§ Prompt:
Would you please return all of the entries below exactly as shown?

Referring expression data:
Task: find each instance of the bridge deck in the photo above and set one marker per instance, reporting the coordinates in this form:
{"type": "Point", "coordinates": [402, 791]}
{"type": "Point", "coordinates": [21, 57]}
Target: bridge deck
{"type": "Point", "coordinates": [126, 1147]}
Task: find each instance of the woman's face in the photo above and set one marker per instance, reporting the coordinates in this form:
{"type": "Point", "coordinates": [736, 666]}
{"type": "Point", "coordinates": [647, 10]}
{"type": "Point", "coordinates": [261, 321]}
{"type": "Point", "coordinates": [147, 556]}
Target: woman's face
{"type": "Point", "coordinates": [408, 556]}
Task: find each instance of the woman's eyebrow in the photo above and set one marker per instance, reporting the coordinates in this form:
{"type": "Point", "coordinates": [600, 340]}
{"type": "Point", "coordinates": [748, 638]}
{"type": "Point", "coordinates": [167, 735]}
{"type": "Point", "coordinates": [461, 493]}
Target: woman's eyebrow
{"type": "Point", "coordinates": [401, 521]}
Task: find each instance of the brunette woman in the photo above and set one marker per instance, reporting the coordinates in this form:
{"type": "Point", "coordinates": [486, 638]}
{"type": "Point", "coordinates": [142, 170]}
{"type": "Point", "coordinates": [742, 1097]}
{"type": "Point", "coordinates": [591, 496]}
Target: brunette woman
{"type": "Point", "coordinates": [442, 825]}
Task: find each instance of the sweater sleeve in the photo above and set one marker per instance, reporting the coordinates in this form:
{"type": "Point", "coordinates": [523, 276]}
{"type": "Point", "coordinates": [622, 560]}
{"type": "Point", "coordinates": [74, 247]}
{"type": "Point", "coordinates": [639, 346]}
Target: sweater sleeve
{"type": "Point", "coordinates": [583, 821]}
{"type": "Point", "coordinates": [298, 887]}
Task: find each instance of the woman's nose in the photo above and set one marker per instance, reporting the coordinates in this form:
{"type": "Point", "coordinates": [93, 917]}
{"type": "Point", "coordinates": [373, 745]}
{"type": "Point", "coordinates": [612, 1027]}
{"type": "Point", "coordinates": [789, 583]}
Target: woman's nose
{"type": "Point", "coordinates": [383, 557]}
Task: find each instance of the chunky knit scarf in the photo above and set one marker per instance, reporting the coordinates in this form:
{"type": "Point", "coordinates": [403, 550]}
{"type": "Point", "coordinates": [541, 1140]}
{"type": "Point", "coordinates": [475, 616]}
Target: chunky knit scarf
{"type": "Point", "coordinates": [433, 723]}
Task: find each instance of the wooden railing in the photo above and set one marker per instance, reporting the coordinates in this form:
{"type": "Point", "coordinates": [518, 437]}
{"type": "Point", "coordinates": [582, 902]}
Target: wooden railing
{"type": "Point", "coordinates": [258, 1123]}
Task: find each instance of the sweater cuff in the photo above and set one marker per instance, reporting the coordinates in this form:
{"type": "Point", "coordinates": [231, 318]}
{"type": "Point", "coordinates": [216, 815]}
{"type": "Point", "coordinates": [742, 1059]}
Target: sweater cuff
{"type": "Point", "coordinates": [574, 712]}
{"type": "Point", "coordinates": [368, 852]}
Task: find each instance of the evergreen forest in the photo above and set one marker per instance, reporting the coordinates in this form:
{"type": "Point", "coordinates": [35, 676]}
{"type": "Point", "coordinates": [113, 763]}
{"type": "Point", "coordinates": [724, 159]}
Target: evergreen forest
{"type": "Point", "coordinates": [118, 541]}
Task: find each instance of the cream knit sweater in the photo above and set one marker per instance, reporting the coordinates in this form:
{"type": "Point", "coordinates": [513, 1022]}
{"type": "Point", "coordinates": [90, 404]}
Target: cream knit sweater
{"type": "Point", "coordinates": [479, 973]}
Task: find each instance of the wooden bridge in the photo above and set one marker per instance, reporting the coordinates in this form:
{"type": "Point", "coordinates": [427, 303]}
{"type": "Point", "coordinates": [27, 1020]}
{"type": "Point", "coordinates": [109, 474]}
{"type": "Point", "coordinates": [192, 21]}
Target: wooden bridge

§ Exercise result:
Task: find each instance of the bridge deck in the photo above and set one marker per instance, reporting the coordinates in this form:
{"type": "Point", "coordinates": [402, 791]}
{"type": "Point", "coordinates": [21, 57]}
Target: bridge deck
{"type": "Point", "coordinates": [126, 1147]}
Task: find each instance of the woman's face in the photo above and set one marker per instance, reporting the coordinates in this form:
{"type": "Point", "coordinates": [736, 666]}
{"type": "Point", "coordinates": [647, 10]}
{"type": "Point", "coordinates": [261, 321]}
{"type": "Point", "coordinates": [147, 556]}
Target: woman's face
{"type": "Point", "coordinates": [408, 556]}
Task: find each instance of the woman's eyebrow in the photo above and set one marker per instance, reporting the coordinates in this form:
{"type": "Point", "coordinates": [600, 340]}
{"type": "Point", "coordinates": [748, 638]}
{"type": "Point", "coordinates": [167, 735]}
{"type": "Point", "coordinates": [461, 493]}
Target: woman's eyebrow
{"type": "Point", "coordinates": [401, 521]}
Task: find each instance of the brunette woman in the photo above and set one marker per instance, reporting the coordinates in this form:
{"type": "Point", "coordinates": [486, 638]}
{"type": "Point", "coordinates": [142, 170]}
{"type": "Point", "coordinates": [742, 1097]}
{"type": "Point", "coordinates": [591, 496]}
Target: brunette woman
{"type": "Point", "coordinates": [442, 825]}
Task: find each instance of the sweater sleeve in the photo above and set one marker per instance, reporting the coordinates in this form:
{"type": "Point", "coordinates": [523, 276]}
{"type": "Point", "coordinates": [622, 560]}
{"type": "Point", "coordinates": [74, 247]}
{"type": "Point", "coordinates": [639, 346]}
Target: sweater sleeve
{"type": "Point", "coordinates": [583, 821]}
{"type": "Point", "coordinates": [298, 887]}
Task: find each instance of the woman's nose in the photo above and set one marker per instance, reporting the coordinates in this form:
{"type": "Point", "coordinates": [93, 917]}
{"type": "Point", "coordinates": [373, 745]}
{"type": "Point", "coordinates": [612, 1027]}
{"type": "Point", "coordinates": [789, 583]}
Target: woman's nose
{"type": "Point", "coordinates": [383, 557]}
Task: find each instance of the chunky knit scarf in the photo above and set one marker per instance, reporting the coordinates in this form:
{"type": "Point", "coordinates": [403, 550]}
{"type": "Point", "coordinates": [541, 1140]}
{"type": "Point", "coordinates": [475, 616]}
Target: chunky knit scarf
{"type": "Point", "coordinates": [433, 723]}
Task: find each instance of the wooden railing in the photo above and set one marker per instance, reporting the coordinates in this form:
{"type": "Point", "coordinates": [518, 437]}
{"type": "Point", "coordinates": [582, 902]}
Target: wooden railing
{"type": "Point", "coordinates": [258, 1123]}
Task: find each instance of the sweater cuff in the photo above and set one marker per instance, reporting the coordinates in this form:
{"type": "Point", "coordinates": [231, 318]}
{"type": "Point", "coordinates": [216, 815]}
{"type": "Point", "coordinates": [742, 1059]}
Target: sweater cuff
{"type": "Point", "coordinates": [574, 712]}
{"type": "Point", "coordinates": [368, 852]}
Task: find each instance of the evergreen forest in the photo above and set one marker per instance, reporting the coordinates in this form:
{"type": "Point", "coordinates": [35, 676]}
{"type": "Point", "coordinates": [113, 763]}
{"type": "Point", "coordinates": [724, 159]}
Target: evergreen forest
{"type": "Point", "coordinates": [118, 541]}
Task: find each instance of the cream knit sweater in the photo above and set one marker per instance, reporting the coordinates in this form:
{"type": "Point", "coordinates": [513, 1022]}
{"type": "Point", "coordinates": [90, 404]}
Target: cream knit sweater
{"type": "Point", "coordinates": [479, 973]}
Task: find each instance of the wooden bridge in the photo above and set one marker per instance, reporting the coordinates in this form:
{"type": "Point", "coordinates": [427, 303]}
{"type": "Point", "coordinates": [27, 1020]}
{"type": "Point", "coordinates": [109, 474]}
{"type": "Point", "coordinates": [192, 21]}
Target: wooden bridge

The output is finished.